Parts of the exercise ->
[a] Please condense the paragraph in the Advanced Data Analytics unit description that begins "This unit introduces the foundations" into a short bulleted list that keeps its main facts.
[b] Rewrite the Advanced Data Analytics unit description between "Credit Points" and "support decision making.", inclusive, putting "analytical reasoning" in place of "critical thinking".
[c] Extend the Advanced Data Analytics unit description beyond its final line.

-------- Document

Advanced Data Analytics

COS20083

Duration
One Semester or equivalent

Prerequisites
COS10081 Introduction to Data Science AND
COS10009 Introduction to Programming

Corequisites
Nil

Contact hours
48 Hours

Credit Points
12.5

Aims and learning outcomes

This unit introduces the foundations of probability and statistics and explores the key concepts and tools of data mining and machine learning. Students will learn the importance of these advanced data analytics methods and how different algorithms can be used to analyse real-world analytics problems. Students will demonstrate problem solving and critical thinking.

After successfully completing this unit, you should be able to:

  1. Recognize the basics of probability & statistics and linear algebra
  2. Describe the concepts and principles of data mining and their applications
  3. Demonstrate critical thinking in solving complex problems
  4. Differentiate between descriptive and predictive data mining and their role to support decision making.
  5. Analyse data sets by applying appropriate advanced data analytics methods and algorithms.

Unit information

Learning and teaching structures

2 hours lectures and 2 hour tutorial/laboratory per week.

In a Semester, you should normally expect to spend, on average, twelve and a half hours of total time (formal contact time plus independent study time) a week on a 12.5 credit point unit of study.

Content

  • Introduction to probability & statistics and Linear Algebra
  • Introduction to data mining
  • Data analysis
  • Data transformation
  • Association rule
  • Classification and regression
  • Clustering
  • Text and graph mining

General skills outcomes

Key Generic Skills:

  • Teamwork
  • Analysis
  • Problem Solving
  • Ability to tackle unfamiliar problems
  • Ability to work independently

Assessment

  1. Weekly lab tasks (Individual) 40%
  2. Assignment 1: Statistics (Individual) 20%
  3. Assignment 2: Case study and algorithm implementation (Group of 2) 20%
  4. Test (Individual) 20%

Minimum requirements to pass this unit of study

In order to achieve a pass in this unit of study, you must:

  • an aggregated mark of 50% or more, and
  • at least 50% in the final exam

Study Resources

Resources and reference material

  • Data Science from Scratch – first principles with python Joel Grus
    2015 O’Reilly Media
  • An Introduction to Statistical Learning
    Gareth James, Daniela Witten, Trevor Hastie, Robert Tibshirani
    2014 Springer
    ISBN 978-1-4614-7137-0 ISBN 978-1-4614-7138-7 (eBook)

----------------
-------- Dataset excerpts

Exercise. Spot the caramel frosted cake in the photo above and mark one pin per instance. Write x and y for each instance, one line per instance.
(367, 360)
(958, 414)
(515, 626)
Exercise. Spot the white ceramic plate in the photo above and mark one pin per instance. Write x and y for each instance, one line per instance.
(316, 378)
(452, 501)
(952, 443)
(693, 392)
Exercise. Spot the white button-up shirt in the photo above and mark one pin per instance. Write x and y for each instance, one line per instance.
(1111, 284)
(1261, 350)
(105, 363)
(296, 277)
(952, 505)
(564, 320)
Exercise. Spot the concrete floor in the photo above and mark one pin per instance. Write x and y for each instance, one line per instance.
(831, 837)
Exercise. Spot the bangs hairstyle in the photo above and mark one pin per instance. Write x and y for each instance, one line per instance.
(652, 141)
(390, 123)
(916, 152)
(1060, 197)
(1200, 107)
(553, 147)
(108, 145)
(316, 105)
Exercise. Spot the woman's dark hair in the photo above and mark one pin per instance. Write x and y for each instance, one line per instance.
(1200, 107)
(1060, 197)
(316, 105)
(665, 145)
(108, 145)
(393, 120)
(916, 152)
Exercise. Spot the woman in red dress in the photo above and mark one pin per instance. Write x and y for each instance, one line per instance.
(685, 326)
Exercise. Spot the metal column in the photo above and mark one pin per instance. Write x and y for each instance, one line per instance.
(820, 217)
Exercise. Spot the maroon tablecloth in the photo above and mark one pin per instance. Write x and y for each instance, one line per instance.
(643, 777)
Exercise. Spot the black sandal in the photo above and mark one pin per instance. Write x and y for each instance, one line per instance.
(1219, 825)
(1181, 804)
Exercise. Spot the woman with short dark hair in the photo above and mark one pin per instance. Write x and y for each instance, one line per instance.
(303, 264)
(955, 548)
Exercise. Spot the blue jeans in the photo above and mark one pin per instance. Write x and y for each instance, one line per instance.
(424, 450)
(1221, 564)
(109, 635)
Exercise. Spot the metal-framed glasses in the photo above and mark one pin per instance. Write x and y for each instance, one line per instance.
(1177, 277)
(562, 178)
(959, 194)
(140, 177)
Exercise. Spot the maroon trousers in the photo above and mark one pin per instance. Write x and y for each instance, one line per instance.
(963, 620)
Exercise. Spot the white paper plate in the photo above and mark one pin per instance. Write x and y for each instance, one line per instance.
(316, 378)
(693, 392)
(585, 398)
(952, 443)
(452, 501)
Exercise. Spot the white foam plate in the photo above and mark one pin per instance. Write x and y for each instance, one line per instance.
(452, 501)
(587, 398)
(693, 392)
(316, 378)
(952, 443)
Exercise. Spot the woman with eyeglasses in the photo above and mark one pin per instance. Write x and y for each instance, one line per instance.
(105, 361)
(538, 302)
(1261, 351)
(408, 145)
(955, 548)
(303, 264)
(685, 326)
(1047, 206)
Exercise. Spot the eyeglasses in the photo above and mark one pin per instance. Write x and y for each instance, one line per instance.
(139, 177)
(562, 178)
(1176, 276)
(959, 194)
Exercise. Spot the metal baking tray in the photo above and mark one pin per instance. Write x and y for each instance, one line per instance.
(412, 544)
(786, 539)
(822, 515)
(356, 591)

----------------

The answers ->
[a]
- Introduces the foundations of probability and statistics
- Explores key concepts and tools of data mining and machine learning
- Teaches why these advanced data analytics methods matter and how different algorithms can be used to analyze real-world analytics problems
- Has students demonstrate problem solving and critical thinking

[b]
Credit Points
12.5

Aims and learning outcomes

This unit introduces the foundations of probability and statistics and explores the key concepts and tools of data mining and machine learning. Students will learn the importance of these advanced data analytics methods and how different algorithms can be used to analyse real-world analytics problems. Students will demonstrate problem solving and analytical reasoning.

After successfully completing this unit, you should be able to:

  1. Recognize the basics of probability & statistics and linear algebra
  2. Describe the concepts and principles of data mining and their applications
  3. Demonstrate analytical reasoning in solving complex problems
  4. Differentiate between descriptive and predictive data mining and their role to support decision making.

[c]
  • The Elements of Statistical Learning
    Trevor Hastie, Robert Tibshirani, Jerome Friedman
    2009, 2nd Edition Springer
    ISBN 978-0-387-84858-7
  • Think Stats – Exploratory Data Analysis
    Allen B. Downey
    2011 2nd Edition O’Reilly
  • Think Stats – Probability and Statistics for Programmers
    Allen B. Downey
    2011 Green Tea Press (Free Download)
  • Think Bayes – Bayesian Statistics Made Simple
    Allen B. Downey
    2012 Green Tea Press (Free Download)
  • Principles of Data Science
    Sinan Ozdemir
    2016 Packt Publishing
  • Python Data Science Essentials
    Alberto Boschetti and Luca Massaron
    2016 Packt Publishing
  • Doing math with Python : use programming to explore algebra, statistics, calculus, and more! Amit Saha.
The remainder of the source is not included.